Le modèle de «la part de cerveau disponible» a fait son temps
La planète marketing est en pleine ébullition et seuls les plus imaginatifs pourront triompher. C'est l'opinion de Nicolas Riou, fondateur de Brain Value, qui, dans son dernier ouvrage, Marketing Anatomy, invite les marketeurs à inventer le marketing de demain.
Le consommateur a évolué. Pourtant, la manière de faire du marketing est encore très traditionnelle. Comment expliquez-vous ce paradoxe?
Nicolas Riou: Les marques sont encore trop formatées. Et trop imprégnées de l'école «proctérienne». Cette dernière a pourtant évolué. Mais, bizarrement, on reproduit les méthodes de l'ancien Procter. Le marketing a continué sur une logique de valorisation des marques, tirées vers le haut de gamme et vers des innovations dont il fallait payer le prix, alors qu'il aurait fallu davantage partir des attentes des consommateurs, qui sont devenues plus simples et plus rationnelles. Ce marketing n'a pas suivi l'évolution des comportements. Il se retrouve donc à l'écart. Finalement, on a perdu de vue les fondamentaux. Et c'est justement ce sujet qui est à la base du changement de paradigme du marketing. On est passé d'un consommateur passif, sur lequel s'est construit le modèle du marketing traditionnel, à un consommateur qui est devenu actif. Hélas, le marketing n'a pas su saisir cette évolution.
A lire
Retrouvez l'ouvrage de Nicolas Riou dans notre rubrique «Vient de paraître», page 97
Dans votre dernier livre, Marketing Anatomy, vous parlez de l'après «part de cerveau disponible», qu'entendez-vous par là?
Je fais référence à la phrase de Patrick Lelay pour décrire cette cible comme emblématique d'un ancien marketing construit sur un support théorique, le «behaviorisme». Cette théorie a façonné une génération de publicitaires pour lesquels seul l'émetteur comptait. Ainsi, le consommateur-récepteur du message est supposé passif. C'est cela la «part de cerveau disponible»: on injecte des besoins et des désirs dans la tête des consommateurs. Ce modèle du marketing traditionnel s'est construit sur le prime time, sur des cibles bien identifiées, comme la ménagère de moins de 50 ans. Il suffisait de reproduire les modèles, de les identifier pour générer de la projection et de l'identification. Or, le consommateur est devenu plus insaisissable, plus flou.
※ ※ ※
Objectif de l'exercice: Pouvez-vous recopier à l'identique le passage de l'entretien sur le marketing qui va de « Le modèle de » à « marketing de demain. » ?

Données extraites d'une collection
※ ※ ※
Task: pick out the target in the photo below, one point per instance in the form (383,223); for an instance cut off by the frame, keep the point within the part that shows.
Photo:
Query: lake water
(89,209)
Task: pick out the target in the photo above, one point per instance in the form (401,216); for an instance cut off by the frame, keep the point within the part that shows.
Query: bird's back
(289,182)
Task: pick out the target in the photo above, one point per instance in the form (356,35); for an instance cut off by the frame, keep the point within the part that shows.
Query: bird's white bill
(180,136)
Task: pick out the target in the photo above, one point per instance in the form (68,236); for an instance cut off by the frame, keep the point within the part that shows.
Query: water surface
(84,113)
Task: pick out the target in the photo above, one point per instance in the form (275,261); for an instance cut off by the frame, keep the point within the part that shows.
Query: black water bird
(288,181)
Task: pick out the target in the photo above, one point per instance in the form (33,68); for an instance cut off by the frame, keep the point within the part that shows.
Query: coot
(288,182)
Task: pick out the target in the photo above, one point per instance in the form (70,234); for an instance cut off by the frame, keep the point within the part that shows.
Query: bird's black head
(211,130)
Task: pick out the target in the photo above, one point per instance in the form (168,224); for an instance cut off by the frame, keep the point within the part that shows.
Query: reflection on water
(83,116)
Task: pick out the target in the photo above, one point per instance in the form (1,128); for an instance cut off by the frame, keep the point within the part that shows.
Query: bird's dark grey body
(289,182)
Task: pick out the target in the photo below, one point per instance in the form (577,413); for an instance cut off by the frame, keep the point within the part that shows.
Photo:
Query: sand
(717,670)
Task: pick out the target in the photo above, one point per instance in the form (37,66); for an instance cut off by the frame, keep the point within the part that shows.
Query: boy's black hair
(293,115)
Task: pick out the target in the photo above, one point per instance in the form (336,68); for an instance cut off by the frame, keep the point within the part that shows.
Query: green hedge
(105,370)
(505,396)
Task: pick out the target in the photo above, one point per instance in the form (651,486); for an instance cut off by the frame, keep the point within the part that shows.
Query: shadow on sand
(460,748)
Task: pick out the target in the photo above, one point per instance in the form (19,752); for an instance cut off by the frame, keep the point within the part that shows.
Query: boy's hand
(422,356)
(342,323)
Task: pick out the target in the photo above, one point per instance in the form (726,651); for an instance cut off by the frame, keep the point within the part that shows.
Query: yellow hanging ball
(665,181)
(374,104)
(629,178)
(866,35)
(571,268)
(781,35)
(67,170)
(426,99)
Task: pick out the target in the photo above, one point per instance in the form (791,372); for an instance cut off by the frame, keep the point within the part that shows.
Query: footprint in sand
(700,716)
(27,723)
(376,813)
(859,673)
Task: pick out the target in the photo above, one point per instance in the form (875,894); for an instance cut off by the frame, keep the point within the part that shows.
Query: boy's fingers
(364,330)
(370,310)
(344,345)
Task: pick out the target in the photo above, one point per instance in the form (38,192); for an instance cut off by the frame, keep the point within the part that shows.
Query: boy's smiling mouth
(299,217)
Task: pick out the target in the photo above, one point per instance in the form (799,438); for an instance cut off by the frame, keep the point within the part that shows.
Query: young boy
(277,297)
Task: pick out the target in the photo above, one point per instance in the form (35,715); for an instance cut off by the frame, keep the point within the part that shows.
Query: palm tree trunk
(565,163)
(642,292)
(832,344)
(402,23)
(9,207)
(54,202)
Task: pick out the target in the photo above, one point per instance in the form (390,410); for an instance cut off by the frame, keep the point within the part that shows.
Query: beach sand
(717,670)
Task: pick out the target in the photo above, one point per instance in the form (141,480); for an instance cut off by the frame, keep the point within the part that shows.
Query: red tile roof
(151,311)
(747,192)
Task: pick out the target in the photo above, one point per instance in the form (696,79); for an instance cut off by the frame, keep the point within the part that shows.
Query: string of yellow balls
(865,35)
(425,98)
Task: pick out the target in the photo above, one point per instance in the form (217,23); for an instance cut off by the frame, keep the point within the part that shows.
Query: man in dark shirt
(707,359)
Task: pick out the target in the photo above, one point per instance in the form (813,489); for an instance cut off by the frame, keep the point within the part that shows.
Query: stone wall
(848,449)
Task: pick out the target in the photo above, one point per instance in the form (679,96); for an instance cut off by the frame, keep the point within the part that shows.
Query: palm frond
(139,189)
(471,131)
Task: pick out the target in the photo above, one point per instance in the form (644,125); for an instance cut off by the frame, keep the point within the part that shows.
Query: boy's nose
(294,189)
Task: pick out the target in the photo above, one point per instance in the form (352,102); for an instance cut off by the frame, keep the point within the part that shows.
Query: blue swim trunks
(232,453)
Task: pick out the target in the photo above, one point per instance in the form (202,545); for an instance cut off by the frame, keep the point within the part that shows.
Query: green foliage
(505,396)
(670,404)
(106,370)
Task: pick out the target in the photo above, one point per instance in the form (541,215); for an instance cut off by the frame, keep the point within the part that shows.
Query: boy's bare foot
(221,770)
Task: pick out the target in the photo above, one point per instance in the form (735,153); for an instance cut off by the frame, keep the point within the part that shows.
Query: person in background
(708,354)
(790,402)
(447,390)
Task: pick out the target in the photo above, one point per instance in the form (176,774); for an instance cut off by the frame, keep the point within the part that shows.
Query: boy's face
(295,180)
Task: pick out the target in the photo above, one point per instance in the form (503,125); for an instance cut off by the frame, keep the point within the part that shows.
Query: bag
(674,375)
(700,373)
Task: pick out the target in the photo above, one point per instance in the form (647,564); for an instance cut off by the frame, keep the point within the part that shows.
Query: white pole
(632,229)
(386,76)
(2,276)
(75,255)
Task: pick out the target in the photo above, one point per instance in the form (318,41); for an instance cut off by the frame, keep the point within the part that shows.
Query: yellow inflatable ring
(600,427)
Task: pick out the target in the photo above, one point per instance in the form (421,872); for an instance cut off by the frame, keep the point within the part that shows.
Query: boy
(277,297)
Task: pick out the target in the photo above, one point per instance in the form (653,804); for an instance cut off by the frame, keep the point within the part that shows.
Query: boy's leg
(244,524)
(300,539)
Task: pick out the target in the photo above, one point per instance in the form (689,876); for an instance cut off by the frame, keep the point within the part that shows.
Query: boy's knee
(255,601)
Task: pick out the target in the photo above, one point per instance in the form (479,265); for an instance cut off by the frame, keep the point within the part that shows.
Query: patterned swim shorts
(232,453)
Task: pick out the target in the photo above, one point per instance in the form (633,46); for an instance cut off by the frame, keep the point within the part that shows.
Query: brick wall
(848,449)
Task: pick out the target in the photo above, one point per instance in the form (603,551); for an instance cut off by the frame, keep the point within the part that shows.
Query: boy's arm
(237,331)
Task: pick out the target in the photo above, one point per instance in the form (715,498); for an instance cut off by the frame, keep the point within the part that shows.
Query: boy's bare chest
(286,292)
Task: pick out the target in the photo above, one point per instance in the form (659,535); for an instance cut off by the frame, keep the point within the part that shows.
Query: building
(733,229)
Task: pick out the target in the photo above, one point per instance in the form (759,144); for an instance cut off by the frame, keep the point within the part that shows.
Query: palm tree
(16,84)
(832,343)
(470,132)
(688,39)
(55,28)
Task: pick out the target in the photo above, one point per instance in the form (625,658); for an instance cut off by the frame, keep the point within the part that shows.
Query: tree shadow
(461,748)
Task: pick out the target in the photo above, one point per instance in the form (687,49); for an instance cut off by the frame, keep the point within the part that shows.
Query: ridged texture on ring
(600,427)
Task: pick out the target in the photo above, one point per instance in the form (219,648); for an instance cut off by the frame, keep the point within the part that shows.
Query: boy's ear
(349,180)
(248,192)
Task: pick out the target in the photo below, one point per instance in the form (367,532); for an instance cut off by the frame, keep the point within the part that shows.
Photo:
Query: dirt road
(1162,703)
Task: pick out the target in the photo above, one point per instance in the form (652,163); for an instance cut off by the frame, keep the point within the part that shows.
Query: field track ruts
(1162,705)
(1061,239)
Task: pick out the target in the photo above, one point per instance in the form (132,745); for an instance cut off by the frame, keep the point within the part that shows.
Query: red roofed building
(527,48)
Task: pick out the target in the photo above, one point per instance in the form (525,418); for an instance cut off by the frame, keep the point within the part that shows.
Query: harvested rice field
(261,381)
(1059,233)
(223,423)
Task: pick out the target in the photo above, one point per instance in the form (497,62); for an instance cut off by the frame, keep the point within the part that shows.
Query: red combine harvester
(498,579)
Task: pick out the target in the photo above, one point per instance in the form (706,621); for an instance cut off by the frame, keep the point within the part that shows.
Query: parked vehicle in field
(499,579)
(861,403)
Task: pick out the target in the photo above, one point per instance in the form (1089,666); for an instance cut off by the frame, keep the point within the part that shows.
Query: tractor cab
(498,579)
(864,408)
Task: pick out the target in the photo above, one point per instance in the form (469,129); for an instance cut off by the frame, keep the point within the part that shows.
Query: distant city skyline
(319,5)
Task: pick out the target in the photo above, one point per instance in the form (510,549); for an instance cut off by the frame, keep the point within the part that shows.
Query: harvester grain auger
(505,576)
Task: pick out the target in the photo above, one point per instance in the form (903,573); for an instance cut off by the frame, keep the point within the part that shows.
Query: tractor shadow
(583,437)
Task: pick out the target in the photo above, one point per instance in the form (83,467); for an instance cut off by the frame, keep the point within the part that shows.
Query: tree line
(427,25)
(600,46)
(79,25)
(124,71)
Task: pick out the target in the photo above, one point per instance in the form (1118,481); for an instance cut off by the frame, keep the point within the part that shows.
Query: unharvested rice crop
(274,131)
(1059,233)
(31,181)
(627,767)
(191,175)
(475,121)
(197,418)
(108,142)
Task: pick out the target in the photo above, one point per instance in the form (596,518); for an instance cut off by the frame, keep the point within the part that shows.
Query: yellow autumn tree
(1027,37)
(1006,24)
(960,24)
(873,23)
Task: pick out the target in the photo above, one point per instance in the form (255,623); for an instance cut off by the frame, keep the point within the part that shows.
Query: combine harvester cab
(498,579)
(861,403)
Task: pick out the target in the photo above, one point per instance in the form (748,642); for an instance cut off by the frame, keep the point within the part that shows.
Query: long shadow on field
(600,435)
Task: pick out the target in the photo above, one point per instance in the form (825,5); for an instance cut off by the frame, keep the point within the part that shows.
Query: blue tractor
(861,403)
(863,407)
※ ※ ※
Corrigé:
Le modèle de «la part de cerveau disponible» a fait son temps
La planète marketing est en pleine ébullition et seuls les plus imaginatifs pourront triompher. C'est l'opinion de Nicolas Riou, fondateur de Brain Value, qui, dans son dernier ouvrage, Marketing Anatomy, invite les marketeurs à inventer le marketing de demain.